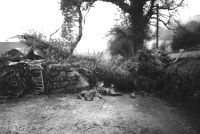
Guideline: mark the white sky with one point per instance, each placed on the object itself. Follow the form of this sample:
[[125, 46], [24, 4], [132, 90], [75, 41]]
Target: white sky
[[19, 16]]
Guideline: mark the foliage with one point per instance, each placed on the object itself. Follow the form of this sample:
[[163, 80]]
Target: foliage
[[151, 64], [182, 79], [141, 14], [186, 36], [14, 78], [121, 44]]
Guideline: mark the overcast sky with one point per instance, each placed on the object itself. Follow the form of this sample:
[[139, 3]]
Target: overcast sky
[[18, 16]]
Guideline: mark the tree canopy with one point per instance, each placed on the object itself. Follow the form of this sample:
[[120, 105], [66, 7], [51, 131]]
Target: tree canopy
[[141, 14], [186, 36]]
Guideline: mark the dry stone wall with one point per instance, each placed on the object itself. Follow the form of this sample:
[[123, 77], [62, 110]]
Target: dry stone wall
[[65, 77]]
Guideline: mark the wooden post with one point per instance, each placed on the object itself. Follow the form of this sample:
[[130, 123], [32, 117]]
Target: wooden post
[[157, 26]]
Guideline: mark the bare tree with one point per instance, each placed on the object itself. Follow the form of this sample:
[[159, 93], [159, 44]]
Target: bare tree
[[141, 14]]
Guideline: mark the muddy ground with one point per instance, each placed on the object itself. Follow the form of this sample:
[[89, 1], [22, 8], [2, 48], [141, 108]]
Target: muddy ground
[[65, 114]]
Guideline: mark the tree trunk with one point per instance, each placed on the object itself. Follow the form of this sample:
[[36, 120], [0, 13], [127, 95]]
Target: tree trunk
[[138, 26], [80, 31]]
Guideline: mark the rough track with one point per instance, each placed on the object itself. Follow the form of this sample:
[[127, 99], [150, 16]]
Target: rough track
[[64, 114]]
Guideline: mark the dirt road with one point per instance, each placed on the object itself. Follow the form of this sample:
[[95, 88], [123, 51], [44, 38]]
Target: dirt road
[[64, 114]]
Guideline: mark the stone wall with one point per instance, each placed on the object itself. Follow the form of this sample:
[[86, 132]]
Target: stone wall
[[65, 77]]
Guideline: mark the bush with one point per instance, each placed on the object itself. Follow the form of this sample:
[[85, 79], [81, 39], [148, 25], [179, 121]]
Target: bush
[[182, 79]]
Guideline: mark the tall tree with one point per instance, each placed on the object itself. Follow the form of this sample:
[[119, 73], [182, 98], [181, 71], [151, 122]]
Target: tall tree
[[141, 14]]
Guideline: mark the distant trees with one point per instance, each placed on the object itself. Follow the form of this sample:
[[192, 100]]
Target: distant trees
[[186, 36], [141, 14], [121, 43]]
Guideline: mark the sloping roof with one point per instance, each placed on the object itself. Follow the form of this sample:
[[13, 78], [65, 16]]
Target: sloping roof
[[7, 46]]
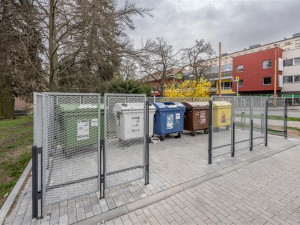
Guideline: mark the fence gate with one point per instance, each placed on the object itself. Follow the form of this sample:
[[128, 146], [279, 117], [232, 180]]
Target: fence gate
[[259, 120], [125, 138], [70, 134], [242, 118]]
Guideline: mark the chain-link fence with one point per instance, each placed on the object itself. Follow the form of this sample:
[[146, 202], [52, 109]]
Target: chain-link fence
[[259, 120], [242, 118], [71, 144], [236, 123], [124, 138], [178, 99], [277, 114]]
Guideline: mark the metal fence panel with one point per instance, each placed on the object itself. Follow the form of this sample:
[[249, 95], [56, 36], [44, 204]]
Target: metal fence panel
[[124, 138], [293, 117], [71, 145], [259, 117], [222, 125], [178, 99], [242, 116]]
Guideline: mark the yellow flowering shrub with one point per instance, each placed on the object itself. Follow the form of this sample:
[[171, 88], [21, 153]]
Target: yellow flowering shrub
[[188, 88]]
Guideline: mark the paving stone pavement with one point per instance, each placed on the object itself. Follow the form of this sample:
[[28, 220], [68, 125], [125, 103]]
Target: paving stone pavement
[[264, 192], [172, 162]]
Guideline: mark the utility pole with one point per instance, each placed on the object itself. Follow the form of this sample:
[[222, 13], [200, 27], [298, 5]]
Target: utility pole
[[220, 78], [275, 78]]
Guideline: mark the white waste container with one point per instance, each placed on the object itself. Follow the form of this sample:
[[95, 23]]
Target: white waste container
[[130, 120]]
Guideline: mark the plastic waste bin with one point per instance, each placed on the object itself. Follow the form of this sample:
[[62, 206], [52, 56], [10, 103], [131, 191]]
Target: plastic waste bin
[[196, 117], [169, 118], [221, 115], [130, 120], [79, 125]]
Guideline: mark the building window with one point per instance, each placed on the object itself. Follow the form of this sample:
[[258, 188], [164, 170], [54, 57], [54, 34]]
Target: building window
[[288, 62], [241, 83], [288, 79], [240, 68], [297, 78], [297, 61], [226, 85], [267, 80], [267, 64]]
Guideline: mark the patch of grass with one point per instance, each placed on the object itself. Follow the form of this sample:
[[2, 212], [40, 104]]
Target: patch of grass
[[16, 137]]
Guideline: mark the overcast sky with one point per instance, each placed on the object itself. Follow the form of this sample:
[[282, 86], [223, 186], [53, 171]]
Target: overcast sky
[[236, 23]]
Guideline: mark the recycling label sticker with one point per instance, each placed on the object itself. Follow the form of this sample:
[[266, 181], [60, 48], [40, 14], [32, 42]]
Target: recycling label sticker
[[94, 122], [82, 130], [202, 117], [170, 121]]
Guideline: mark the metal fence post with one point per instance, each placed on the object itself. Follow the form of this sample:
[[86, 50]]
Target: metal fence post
[[233, 127], [36, 193], [251, 123], [266, 123], [100, 152], [34, 183], [102, 169], [210, 132], [147, 143], [285, 118]]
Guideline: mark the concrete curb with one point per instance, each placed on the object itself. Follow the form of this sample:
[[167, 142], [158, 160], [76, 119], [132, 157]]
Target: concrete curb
[[13, 194], [114, 213]]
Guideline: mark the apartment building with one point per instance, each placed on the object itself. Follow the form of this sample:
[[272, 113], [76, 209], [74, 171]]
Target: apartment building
[[291, 73], [285, 44], [256, 72]]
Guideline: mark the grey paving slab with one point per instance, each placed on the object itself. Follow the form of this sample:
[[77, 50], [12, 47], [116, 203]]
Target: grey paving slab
[[255, 192], [175, 165]]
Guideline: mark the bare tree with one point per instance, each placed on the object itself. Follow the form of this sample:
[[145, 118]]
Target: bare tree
[[159, 59], [196, 56], [85, 37], [20, 47]]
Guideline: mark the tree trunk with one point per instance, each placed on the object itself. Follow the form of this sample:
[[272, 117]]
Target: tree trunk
[[7, 101], [53, 81]]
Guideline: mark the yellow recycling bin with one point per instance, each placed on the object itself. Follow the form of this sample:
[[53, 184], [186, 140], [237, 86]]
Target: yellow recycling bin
[[221, 114]]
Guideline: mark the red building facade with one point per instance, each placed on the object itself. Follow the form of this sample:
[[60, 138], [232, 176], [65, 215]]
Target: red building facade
[[256, 72]]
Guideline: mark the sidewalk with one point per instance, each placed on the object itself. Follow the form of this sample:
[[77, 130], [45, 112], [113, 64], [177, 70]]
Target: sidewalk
[[264, 192], [174, 168]]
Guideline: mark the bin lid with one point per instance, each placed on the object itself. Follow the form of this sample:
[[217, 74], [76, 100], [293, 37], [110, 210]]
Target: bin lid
[[168, 105], [132, 106], [221, 103], [195, 104], [71, 107]]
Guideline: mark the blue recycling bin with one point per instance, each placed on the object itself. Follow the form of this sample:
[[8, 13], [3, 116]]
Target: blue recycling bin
[[169, 118]]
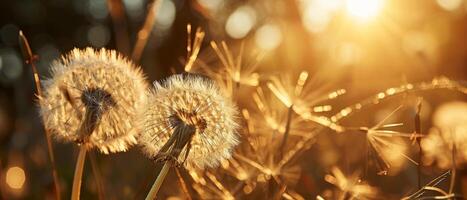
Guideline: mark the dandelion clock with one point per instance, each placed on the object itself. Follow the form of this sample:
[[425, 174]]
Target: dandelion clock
[[187, 121], [92, 99]]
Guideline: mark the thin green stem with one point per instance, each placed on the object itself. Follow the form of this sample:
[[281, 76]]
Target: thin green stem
[[78, 173], [158, 183]]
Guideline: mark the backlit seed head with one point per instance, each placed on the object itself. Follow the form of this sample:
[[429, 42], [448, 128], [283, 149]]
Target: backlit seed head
[[195, 104], [93, 98]]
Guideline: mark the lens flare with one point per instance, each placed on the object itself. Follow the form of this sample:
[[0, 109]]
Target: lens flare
[[363, 9], [15, 177]]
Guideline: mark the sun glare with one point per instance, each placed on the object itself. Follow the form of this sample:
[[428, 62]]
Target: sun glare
[[363, 9]]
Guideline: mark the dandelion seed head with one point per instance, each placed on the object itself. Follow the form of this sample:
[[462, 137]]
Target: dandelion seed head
[[100, 85], [196, 101]]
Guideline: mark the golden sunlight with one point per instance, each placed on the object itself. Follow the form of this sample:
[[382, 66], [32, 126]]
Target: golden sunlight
[[15, 177], [363, 10]]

****************

_Goal of the exercise_: Recast the lines from the one containing "Guideline: mark the utility" up to and including the one containing "80], [267, 64]]" as a Markdown table with the columns No. and Line, numbering each line and leaving out blank lines.

_Output for this task_:
| No. | Line |
|---|---|
| 1 | Guideline: mark the utility pole with one point per instance, each placed on the object itself. Follow the form of this sample: |
| 2 | [[222, 13], [200, 27], [298, 5]] |
| 3 | Target: utility pole |
| 4 | [[220, 78], [275, 78]] |
| 5 | Guideline: mark the white waste container with one point per instance, each placed on the object itself. Follow the form of this sample: |
| 6 | [[95, 23]] |
| 7 | Target: white waste container |
| 8 | [[130, 120]] |
| 9 | Guideline: mark the plastic waste bin with one point per instance, each placed on the object itself. Follow the form of this sample: |
| 10 | [[62, 206], [52, 56], [10, 103], [131, 191]] |
| 11 | Target: plastic waste bin |
| 12 | [[196, 117], [169, 118], [221, 115], [130, 120], [79, 125]] |
| 13 | Guideline: mark the building window with one point per instance, each placed on the object itself. Follow the form of this sample: |
| 14 | [[258, 188], [164, 170], [54, 57], [54, 34]] |
| 15 | Target: building window |
| 16 | [[288, 62], [241, 83], [288, 79], [240, 68], [297, 78], [297, 61], [226, 85], [267, 80], [267, 64]] |